» RECORDS FOR THIS EXERCISE:
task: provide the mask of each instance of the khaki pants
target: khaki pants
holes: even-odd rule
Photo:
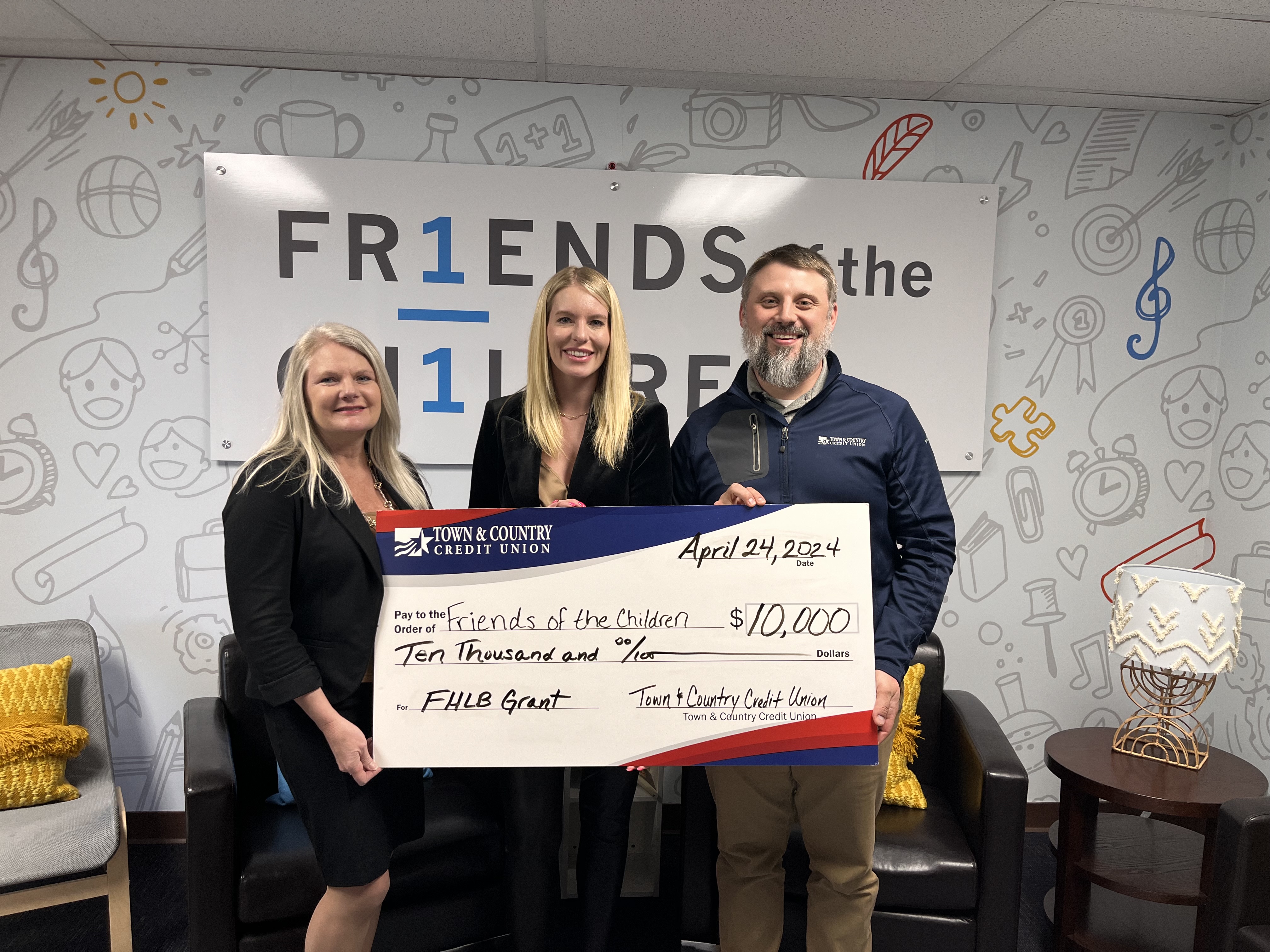
[[[878,767],[707,767],[719,810],[721,952],[777,952],[785,923],[781,858],[795,820],[812,859],[808,952],[870,952],[878,877],[874,831],[890,737]]]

» GIVEN INSTRUCTION:
Restate the items with every occurrence of "khaki pants" swapped for "chinos", changing nothing else. Omit the pictures from your output.

» FINISHED ANSWER:
task: provide the mask of each instance of the chinos
target: chinos
holes: even-odd rule
Photo:
[[[878,767],[707,767],[719,810],[721,952],[777,952],[785,923],[781,858],[795,820],[812,859],[808,952],[870,952],[878,877],[874,831],[890,737]]]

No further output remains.